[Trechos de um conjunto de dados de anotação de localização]
○ ○ ○ ○

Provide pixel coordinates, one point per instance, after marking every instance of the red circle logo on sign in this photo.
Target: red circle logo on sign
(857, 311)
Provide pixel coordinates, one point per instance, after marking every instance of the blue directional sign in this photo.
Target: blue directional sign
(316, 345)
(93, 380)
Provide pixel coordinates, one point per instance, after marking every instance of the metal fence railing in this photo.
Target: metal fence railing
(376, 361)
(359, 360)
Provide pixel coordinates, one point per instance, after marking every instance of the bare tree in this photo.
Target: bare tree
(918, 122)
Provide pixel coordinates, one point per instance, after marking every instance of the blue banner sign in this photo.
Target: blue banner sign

○ ○ ○ ○

__OBJETIVO DO EXERCÍCIO__.
Reescreva todas as linhas acima como uma lista numerada e omita as linhas em branco.

__RESPOSTA__.
1. Provide pixel coordinates, one point per instance, after marking every instance of the red circle logo on sign in this photo.
2. Target: red circle logo on sign
3. (857, 311)
4. Provide pixel coordinates, one point per instance, after marking every instance of the blue directional sign in this photo.
5. Target: blue directional sign
6. (316, 345)
7. (93, 380)
8. Provide pixel coordinates, one point per instance, after marking every instance of the metal fence railing in this photo.
9. Target: metal fence railing
10. (376, 361)
11. (359, 360)
12. Provide pixel coordinates, one point per instance, after marking every instance of the bare tree in this photo.
13. Target: bare tree
14. (918, 122)
15. Provide pixel coordinates, one point per instance, after marking every instance of the blue banner sign in this photo.
16. Target: blue banner sign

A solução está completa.